Problème court: Recopiez à l'identique toutes les lignes des items ci-dessous, sans reprendre les images dans votre réponse.

++++++++

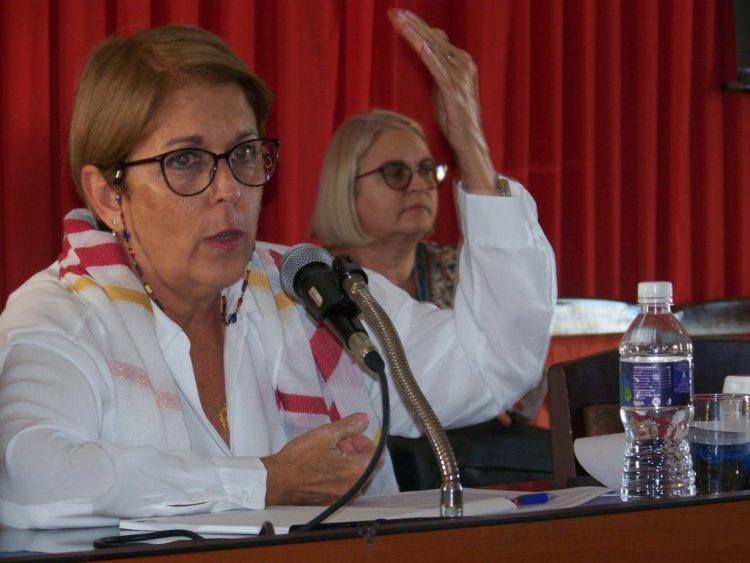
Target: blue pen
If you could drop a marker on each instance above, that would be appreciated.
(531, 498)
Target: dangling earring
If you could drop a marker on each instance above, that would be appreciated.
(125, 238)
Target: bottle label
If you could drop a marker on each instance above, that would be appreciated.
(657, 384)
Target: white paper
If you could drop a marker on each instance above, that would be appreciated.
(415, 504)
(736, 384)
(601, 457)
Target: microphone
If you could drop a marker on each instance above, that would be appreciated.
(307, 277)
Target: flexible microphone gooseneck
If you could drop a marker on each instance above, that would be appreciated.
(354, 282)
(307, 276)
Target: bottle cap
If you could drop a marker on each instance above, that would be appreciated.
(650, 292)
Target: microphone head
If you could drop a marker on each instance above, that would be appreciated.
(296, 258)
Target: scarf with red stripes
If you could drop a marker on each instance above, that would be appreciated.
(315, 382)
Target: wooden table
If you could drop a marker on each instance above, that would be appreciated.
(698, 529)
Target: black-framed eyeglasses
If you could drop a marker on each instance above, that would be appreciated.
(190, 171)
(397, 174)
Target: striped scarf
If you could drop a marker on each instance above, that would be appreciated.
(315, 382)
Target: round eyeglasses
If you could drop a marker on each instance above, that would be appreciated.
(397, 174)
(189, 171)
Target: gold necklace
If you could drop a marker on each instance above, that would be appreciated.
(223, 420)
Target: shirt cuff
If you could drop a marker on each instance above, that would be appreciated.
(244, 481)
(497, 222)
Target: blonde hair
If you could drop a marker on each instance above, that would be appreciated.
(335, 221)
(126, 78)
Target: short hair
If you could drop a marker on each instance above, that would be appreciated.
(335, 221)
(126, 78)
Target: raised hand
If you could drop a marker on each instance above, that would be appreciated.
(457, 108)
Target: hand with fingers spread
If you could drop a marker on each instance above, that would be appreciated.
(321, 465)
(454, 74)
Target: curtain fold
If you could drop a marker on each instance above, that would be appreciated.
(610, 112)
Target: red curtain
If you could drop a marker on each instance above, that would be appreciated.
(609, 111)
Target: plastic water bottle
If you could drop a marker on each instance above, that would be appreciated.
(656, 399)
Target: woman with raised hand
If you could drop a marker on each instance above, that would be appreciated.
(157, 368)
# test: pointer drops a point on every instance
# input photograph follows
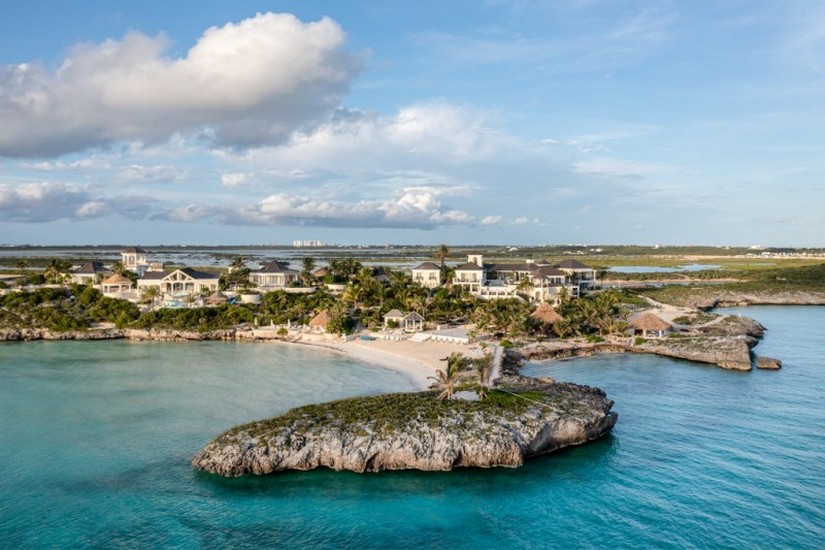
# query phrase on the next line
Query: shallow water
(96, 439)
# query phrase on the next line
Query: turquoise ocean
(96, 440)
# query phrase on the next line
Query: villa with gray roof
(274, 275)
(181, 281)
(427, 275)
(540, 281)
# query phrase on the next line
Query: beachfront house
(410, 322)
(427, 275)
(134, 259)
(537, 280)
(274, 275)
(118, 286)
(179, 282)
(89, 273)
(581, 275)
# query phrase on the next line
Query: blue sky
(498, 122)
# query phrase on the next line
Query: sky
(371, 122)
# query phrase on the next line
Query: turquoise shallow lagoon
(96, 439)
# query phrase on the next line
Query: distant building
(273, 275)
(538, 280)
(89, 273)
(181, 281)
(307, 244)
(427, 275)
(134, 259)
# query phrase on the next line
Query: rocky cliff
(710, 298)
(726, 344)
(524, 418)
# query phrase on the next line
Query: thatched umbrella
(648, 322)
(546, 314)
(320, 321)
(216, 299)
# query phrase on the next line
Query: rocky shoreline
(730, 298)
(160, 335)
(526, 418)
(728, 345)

++++++++

Solution détaillée:
Target: blue pen
If you could drop a marker on each instance above, that would be appreciated.
(531, 498)
Target: dangling earring
If you could drop a marker on each instance above, that would be appreciated.
(125, 238)
Target: bottle label
If you could drop a marker on each instance above, that would be appreciated.
(657, 384)
Target: white paper
If you could drop a marker on each instance above, that would be appreciated.
(415, 504)
(736, 384)
(601, 457)
Target: microphone
If you could drop a marker on each instance above, that would be appreciated.
(307, 277)
Target: flexible microphone gooseneck
If you could drop a marker on each instance above, that would be appreciated.
(354, 282)
(307, 276)
Target: bottle cap
If you could drop a marker on each instance above, that would be appreciated.
(650, 292)
Target: microphone head
If you could drop a marker on each instance above, that would be appreciated.
(296, 258)
Target: scarf with red stripes
If you could drop a marker on each instance above, that would be appreciated.
(315, 382)
Target: wooden table
If you could drop a marker on each instance above, that would be appreciated.
(698, 529)
Target: black-framed eyeglasses
If you could drop a marker on each instance above, that would be appreciated.
(190, 171)
(397, 174)
Target: striped scarf
If you could drop a marker on each instance above, that would be appreciated.
(315, 382)
Target: round eyeglasses
If you could drop a marker on each instance above, that would be appreciated.
(397, 174)
(189, 171)
Target: gold necklace
If you could drop a marker on each instance above, that would be appreciated.
(223, 420)
Target: shirt cuff
If you could drop a marker on each instance above, that would be appreciated.
(244, 481)
(497, 222)
Target: blonde hair
If you could drop a marker on each instance above, that would be appreciated.
(335, 221)
(126, 78)
Target: short hair
If you could drop a marker on each instance above, that would be appreciated.
(335, 221)
(126, 78)
Target: raised hand
If you could drop a marker on each instance above, that would be appreciated.
(457, 108)
Target: hand with fingers spread
If you could drop a marker on each instance above, that would be appreciated.
(321, 465)
(454, 74)
Target: curtain fold
If you could drop a marker on each instance above, that would be appreciated.
(610, 112)
Target: red curtain
If you could drop a marker on each instance above, that would be appreciated.
(609, 111)
Target: plastic water bottle
If you could drop a marker on each instance above, that would be appreciated.
(656, 399)
Target: woman with raised hand
If you could drop a marker on each instance above, that would be appreciated.
(157, 368)
# test: pointer drops a point on every instance
# input photograph follows
# query phrase on the next line
Query: shallow water
(96, 439)
# query phrase on the next line
Query: turquoise ocean
(96, 440)
# query phrase on the next line
Query: villa with gray roof
(274, 275)
(181, 281)
(427, 275)
(540, 281)
# query phrase on the next line
Query: beachfront house
(410, 322)
(427, 275)
(134, 259)
(537, 280)
(274, 275)
(118, 286)
(179, 282)
(89, 273)
(581, 275)
# query phrase on the next line
Query: blue sky
(498, 122)
# query phrase on the next line
Query: sky
(371, 122)
# query phrase on the next line
Query: turquoise shallow lagoon
(96, 439)
# query phrase on the next line
Query: distant building
(273, 275)
(538, 280)
(89, 273)
(181, 281)
(307, 244)
(427, 275)
(134, 259)
# query phrase on the next line
Query: rocky cliff
(710, 298)
(726, 344)
(524, 418)
# query phrase on the next line
Query: thatched umbrella
(648, 322)
(546, 314)
(320, 321)
(216, 299)
# query phrase on the next line
Query: rocky shoreline
(730, 298)
(160, 335)
(526, 418)
(728, 345)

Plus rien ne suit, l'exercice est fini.